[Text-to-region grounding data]
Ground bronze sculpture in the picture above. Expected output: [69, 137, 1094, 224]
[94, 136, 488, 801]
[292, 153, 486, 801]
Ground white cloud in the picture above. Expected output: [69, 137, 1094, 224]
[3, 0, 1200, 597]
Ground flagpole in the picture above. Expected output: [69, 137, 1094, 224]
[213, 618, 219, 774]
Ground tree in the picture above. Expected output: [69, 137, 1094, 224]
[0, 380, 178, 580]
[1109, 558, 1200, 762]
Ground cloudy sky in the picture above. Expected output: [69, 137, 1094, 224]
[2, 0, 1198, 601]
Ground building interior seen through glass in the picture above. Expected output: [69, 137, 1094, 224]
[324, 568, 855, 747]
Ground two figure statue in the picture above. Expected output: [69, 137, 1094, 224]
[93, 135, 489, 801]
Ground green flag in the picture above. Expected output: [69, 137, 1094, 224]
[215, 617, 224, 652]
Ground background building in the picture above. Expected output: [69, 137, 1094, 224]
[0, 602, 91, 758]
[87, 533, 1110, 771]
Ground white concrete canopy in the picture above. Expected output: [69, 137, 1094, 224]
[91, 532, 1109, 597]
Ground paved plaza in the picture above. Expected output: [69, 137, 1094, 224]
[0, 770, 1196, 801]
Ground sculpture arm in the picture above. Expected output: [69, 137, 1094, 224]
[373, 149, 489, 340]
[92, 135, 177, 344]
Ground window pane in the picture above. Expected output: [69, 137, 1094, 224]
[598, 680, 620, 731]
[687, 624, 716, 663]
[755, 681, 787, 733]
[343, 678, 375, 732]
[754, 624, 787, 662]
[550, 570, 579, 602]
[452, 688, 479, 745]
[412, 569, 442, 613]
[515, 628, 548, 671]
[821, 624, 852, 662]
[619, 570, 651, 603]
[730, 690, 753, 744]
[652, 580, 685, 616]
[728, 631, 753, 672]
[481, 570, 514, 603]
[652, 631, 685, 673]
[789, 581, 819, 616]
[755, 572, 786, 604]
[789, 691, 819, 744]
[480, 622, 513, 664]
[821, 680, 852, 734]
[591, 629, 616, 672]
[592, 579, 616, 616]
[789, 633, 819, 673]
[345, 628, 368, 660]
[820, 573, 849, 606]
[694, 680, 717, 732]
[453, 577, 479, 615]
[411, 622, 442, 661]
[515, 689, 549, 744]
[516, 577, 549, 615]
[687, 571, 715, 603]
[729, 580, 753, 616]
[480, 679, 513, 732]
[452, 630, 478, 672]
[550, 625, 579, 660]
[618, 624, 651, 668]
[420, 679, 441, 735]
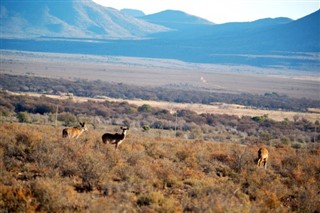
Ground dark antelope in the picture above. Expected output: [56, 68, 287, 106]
[102, 126, 129, 150]
[257, 147, 268, 169]
[62, 122, 88, 139]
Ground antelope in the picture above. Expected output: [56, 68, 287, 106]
[102, 126, 129, 150]
[62, 122, 88, 139]
[257, 147, 268, 169]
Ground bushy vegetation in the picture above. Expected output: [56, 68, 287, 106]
[0, 122, 319, 212]
[0, 90, 319, 212]
[1, 74, 319, 111]
[1, 91, 319, 146]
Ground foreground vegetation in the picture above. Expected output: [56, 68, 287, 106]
[1, 122, 319, 212]
[0, 90, 320, 212]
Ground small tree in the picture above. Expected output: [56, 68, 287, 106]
[57, 112, 77, 126]
[142, 125, 150, 132]
[138, 104, 153, 113]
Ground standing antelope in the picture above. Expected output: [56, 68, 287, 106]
[62, 122, 88, 139]
[102, 126, 129, 150]
[257, 147, 268, 169]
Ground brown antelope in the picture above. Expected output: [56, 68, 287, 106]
[62, 122, 88, 139]
[257, 147, 268, 169]
[102, 126, 129, 150]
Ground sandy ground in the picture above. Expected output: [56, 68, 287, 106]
[1, 50, 319, 99]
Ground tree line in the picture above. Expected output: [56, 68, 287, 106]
[1, 74, 319, 112]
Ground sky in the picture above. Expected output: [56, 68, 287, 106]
[93, 0, 320, 24]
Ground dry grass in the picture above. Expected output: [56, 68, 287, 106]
[1, 123, 320, 212]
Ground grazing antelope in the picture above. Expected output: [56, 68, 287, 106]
[102, 126, 129, 150]
[62, 122, 88, 139]
[257, 147, 268, 169]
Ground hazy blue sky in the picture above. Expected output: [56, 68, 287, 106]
[93, 0, 319, 23]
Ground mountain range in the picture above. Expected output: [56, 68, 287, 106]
[1, 0, 319, 68]
[0, 0, 168, 39]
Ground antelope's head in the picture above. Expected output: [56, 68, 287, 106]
[80, 122, 88, 131]
[121, 126, 129, 134]
[121, 126, 129, 131]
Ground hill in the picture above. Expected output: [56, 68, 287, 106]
[0, 0, 168, 39]
[120, 9, 145, 17]
[154, 10, 319, 53]
[138, 9, 320, 67]
[140, 10, 214, 30]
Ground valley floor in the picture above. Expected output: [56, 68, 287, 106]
[1, 50, 319, 99]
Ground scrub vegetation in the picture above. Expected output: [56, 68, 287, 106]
[1, 91, 320, 212]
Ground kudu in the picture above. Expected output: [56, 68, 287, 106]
[102, 126, 129, 150]
[257, 147, 268, 169]
[62, 122, 88, 139]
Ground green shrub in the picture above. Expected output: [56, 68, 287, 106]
[291, 142, 302, 149]
[16, 112, 31, 123]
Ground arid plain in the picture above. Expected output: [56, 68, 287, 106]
[1, 50, 319, 123]
[1, 50, 319, 99]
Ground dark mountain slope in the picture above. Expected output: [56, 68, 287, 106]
[268, 9, 320, 51]
[155, 9, 319, 54]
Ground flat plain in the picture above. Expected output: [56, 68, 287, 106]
[1, 50, 319, 99]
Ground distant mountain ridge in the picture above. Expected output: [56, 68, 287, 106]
[0, 0, 168, 39]
[152, 9, 319, 53]
[121, 9, 145, 17]
[0, 0, 319, 69]
[140, 10, 214, 30]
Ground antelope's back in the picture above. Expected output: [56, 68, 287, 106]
[258, 148, 268, 158]
[102, 133, 115, 143]
[64, 127, 82, 138]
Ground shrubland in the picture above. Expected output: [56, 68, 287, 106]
[0, 90, 320, 212]
[0, 91, 319, 147]
[1, 122, 319, 212]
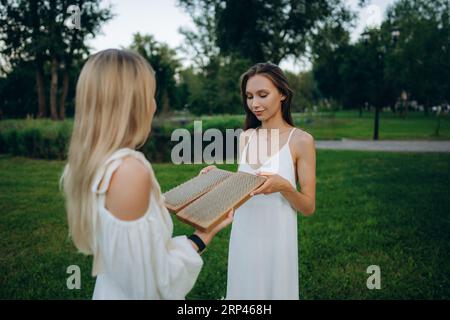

WHAT IS BEING ASKED
Keeping every word as it is, write out all the data and omit the pictures.

ANSWER FOR THE TASK
Ground bronze sculpture in the picture above. Expected output: [69, 137, 1094, 224]
[94, 136, 488, 801]
[292, 153, 486, 801]
Ground white cloud in the picture above. Expected output: [69, 137, 1094, 224]
[3, 0, 1200, 597]
Ground flagpole in the picture above. Expected output: [69, 137, 1094, 224]
[213, 618, 219, 774]
Ground tree in the picture above. Expected output: [69, 137, 1094, 224]
[0, 380, 178, 580]
[1109, 558, 1200, 762]
Ground cloudy sky in the picture above. Expected output: [69, 137, 1094, 224]
[2, 0, 1198, 601]
Ground building interior seen through glass in the picture above. Expected output: [69, 137, 1094, 224]
[324, 568, 855, 747]
Ground two figure statue in the picture above. Expected output: [69, 137, 1094, 224]
[93, 135, 489, 801]
Ground green flag in the picture above. Expected output: [69, 137, 1094, 224]
[215, 617, 224, 652]
Ground background building in the picture above. Expected output: [69, 137, 1094, 224]
[0, 602, 91, 758]
[87, 533, 1110, 771]
Ground white concrete canopy in the picture above. Expected output: [69, 137, 1094, 224]
[91, 532, 1109, 597]
Ground paved plaza in the picture above. Expected output: [69, 137, 1094, 224]
[0, 770, 1196, 801]
Ground sculpture arm in the picture above. Expected output: [69, 137, 1094, 224]
[373, 149, 489, 340]
[92, 135, 177, 344]
Ground window pane in the picture above. Expected output: [69, 137, 1094, 224]
[598, 680, 620, 731]
[687, 624, 716, 663]
[755, 681, 787, 733]
[343, 678, 375, 732]
[754, 624, 787, 662]
[550, 570, 579, 602]
[452, 688, 479, 745]
[412, 569, 442, 613]
[515, 628, 548, 671]
[821, 624, 852, 662]
[619, 570, 651, 603]
[730, 690, 753, 744]
[652, 580, 685, 616]
[728, 631, 753, 672]
[481, 570, 514, 603]
[652, 631, 685, 673]
[789, 581, 819, 616]
[755, 572, 786, 604]
[789, 691, 819, 744]
[480, 622, 513, 664]
[821, 680, 852, 734]
[591, 629, 616, 672]
[592, 579, 616, 616]
[789, 633, 819, 673]
[345, 628, 368, 660]
[820, 573, 849, 606]
[694, 680, 717, 732]
[453, 577, 479, 615]
[411, 622, 442, 661]
[515, 689, 549, 744]
[516, 577, 549, 615]
[687, 571, 715, 603]
[729, 580, 753, 616]
[480, 679, 513, 732]
[452, 630, 478, 672]
[550, 625, 579, 660]
[618, 624, 651, 668]
[420, 679, 441, 735]
Ground dark antelope in the picture above. Expected output: [56, 68, 287, 106]
[102, 126, 129, 150]
[257, 147, 268, 169]
[62, 122, 88, 139]
Ground antelope in the picture above. Expected output: [56, 68, 287, 106]
[102, 126, 129, 150]
[62, 122, 88, 139]
[257, 147, 268, 169]
Ground bushy vegetation in the picture above. Expected output: [56, 68, 287, 106]
[0, 122, 319, 212]
[0, 90, 319, 212]
[1, 74, 319, 111]
[1, 91, 319, 146]
Ground foreground vegetation in the picture above. Expected output: [56, 68, 287, 106]
[1, 122, 319, 212]
[0, 90, 320, 212]
Ground small tree in the picture above. Expected output: [56, 68, 287, 106]
[57, 112, 77, 126]
[142, 125, 150, 132]
[138, 104, 153, 113]
Ground standing antelope in the picture above. Expected output: [56, 68, 287, 106]
[62, 122, 88, 139]
[102, 126, 129, 150]
[257, 147, 268, 169]
Ground brown antelope in the picture above. Expected output: [56, 68, 287, 106]
[62, 122, 88, 139]
[257, 147, 268, 169]
[102, 126, 129, 150]
Ground sandy ground in the picture above. Expected output: [56, 68, 287, 106]
[1, 50, 319, 99]
Ground tree line in the picture above. Expected output: [56, 68, 287, 106]
[1, 74, 319, 112]
Ground sky in the picture above. Expected output: [56, 68, 287, 106]
[93, 0, 320, 24]
Ground dry grass in the picture above. Expected output: [56, 68, 287, 106]
[1, 123, 320, 212]
Ground grazing antelope in the picture above. Expected output: [56, 68, 287, 106]
[102, 126, 129, 150]
[62, 122, 88, 139]
[257, 147, 268, 169]
Ground hazy blue sky in the picture above. Expected output: [56, 68, 287, 106]
[93, 0, 319, 23]
Ground mountain range in the picture above. Expected output: [56, 68, 287, 106]
[1, 0, 319, 68]
[0, 0, 168, 39]
Ground antelope's head in the picture above. Expected output: [56, 68, 287, 106]
[80, 122, 88, 131]
[121, 126, 129, 134]
[121, 126, 129, 131]
Ground hill in the picture above. Expected output: [56, 68, 287, 106]
[0, 0, 168, 39]
[120, 9, 145, 17]
[154, 10, 319, 53]
[138, 9, 320, 67]
[140, 10, 214, 30]
Ground valley floor in the picture above. Expected output: [56, 68, 287, 106]
[1, 50, 319, 99]
Ground scrub vegetation in the picture above. Expected output: [56, 68, 287, 106]
[1, 91, 320, 212]
Ground kudu in the picture above. Expected output: [56, 68, 287, 106]
[102, 126, 129, 150]
[257, 147, 268, 169]
[62, 122, 88, 139]
Ground green shrub in the picture above. Expected output: [56, 68, 287, 106]
[291, 142, 302, 149]
[16, 112, 31, 123]
Ground arid plain in the picture above. Expected output: [56, 68, 287, 106]
[1, 50, 319, 123]
[1, 50, 319, 99]
Ground dark mountain slope in the picture above. Expected output: [56, 68, 287, 106]
[268, 9, 320, 51]
[155, 9, 319, 54]
Ground flat plain in the picture above. Expected output: [56, 68, 287, 106]
[1, 50, 319, 99]
Ground distant mountain ridge in the picture above. Expected output: [56, 68, 287, 106]
[0, 0, 168, 39]
[152, 9, 319, 53]
[121, 9, 145, 17]
[0, 0, 319, 69]
[140, 10, 214, 30]
Ground antelope's back in the picture above. Expected output: [56, 68, 287, 106]
[258, 148, 268, 158]
[102, 133, 115, 143]
[64, 127, 82, 138]
Ground shrubland in the picture above. Expected output: [56, 68, 287, 106]
[0, 90, 320, 212]
[0, 91, 319, 147]
[1, 122, 319, 212]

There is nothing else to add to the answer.